Brano selezionato:

Marina ce lo racconta senza fare nomi. Anche se forse potrebbe. E racconta una storia che ha molti legami con la realtà. Si immagina un imprenditore di nome Fred, creatore di un prodotto innovativo che vuole proporre sul mercato. Lo immagina impegnato in lunghe ed estenuanti riunioni per far accettare la sua idea, contrastata da chi la critica sotto diverse ottiche. Lo immagina battersi come un leone per ottenere i finanziamenti, pronto peraltro a ridimensionare la sua idea, riprogettare più e più volte il prodotto per renderlo appetibile al mercato e adeguato in relazione al valore.

Alla fine di questi estenuanti passaggi, che hanno comportato fallimenti e ripensamenti continui, oltre a notevoli modifiche rispetto all’idea originaria, avviene il lancio. E con esso arriva anche il successo. Ecco che Fred sale sugli scudi. Anche nei confronti di chi all’inizio lo ha criticato egli appare il vincitore. E’ un imprenditore visionario che ha colto nel segno. Il successo gli ha arriso. La sua azienda si sviluppa. Fred assume nuovi dipendenti. Che gli riconoscono grandi capacità. Nessuno di loro è a conoscenza del travaglio che ha comportato questa sua iniziativa. Tutti si fidano di lui ciecamente. Ma qui può avere inizio il suo declino.

Fred ce l’ha fatta. È vero. E’ arrivato dove voleva arrivare. I contrasti, le delusioni, le battaglie perse sono dimenticate. E’ il migliore. Nessuno ha più il coraggio di contraddirlo. Quando entra in una riunione è la persona più intelligente della sala (Il bello è che ci crede sul serio).

Viene trattato con deferenza, rispetto da chiunque. Viene considerato un esperto del settore, gli articoli su di lui si sprecano e a lui piace rilasciare interviste. Le sue parole sono “oro colato” anche se non sempre dice cose sensate. Se le sue idee sembrano assurde non è lui che esce dal seminato sono gli altri che non capiscono e che si devono adeguare.

Voci di dati:
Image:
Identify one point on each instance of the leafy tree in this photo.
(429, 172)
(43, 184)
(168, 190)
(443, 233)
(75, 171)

Obiettivo: Prosegui il brano sull'imprenditore Fred partendo subito dopo la sua ultima frase.

Risposta all'esercizio:
Spesso viene chiamato come oratore a grandi eventi, tutti lo riconoscono, e comincia a rendersi sempre meno disponibile. Se qualche giovane imprenditore gli propone delle idee nuove lui li snobba, anche se potrebbero essere una minaccia per la sua azienda. E’ entrato in una dimensione nella quale si illude che qualsiasi cosa faccia vada bene, che sia invincibile, un vero leader che non può sbagliare. Qui scatta la “sindrome del CEO vincente” ma qui può anche iniziare la sua parabola discendente. E, spesso, catastrofica.

Quando nella sua azienda ci sono decisioni da prendere, spettano a lui (chi altro, se no?). In una riunione chi oserà fare un obiezione o solo avanzare una proposta alternativa? Nessuno. Se c’è un visionario quello è lui. Lui solo può divinare il futuro. Evita qualsiasi feedback o se lo accetta è per demolirlo con supponenza (come si permettono?). Non si abbassa a chiedere ai suoi collaboratori pareri, idee, suggerimenti. L’impulso primordiale che l’ha lanciato in alto gli impedisce di rendersi conto di minuscoli esseri che gli ruotano attorno. Insignificanti e fastidiosi. Non sono le parole precise della Hatsopoulos. Ci siamo lasciati prendere la mano. Ma siamo certi di non esagerare.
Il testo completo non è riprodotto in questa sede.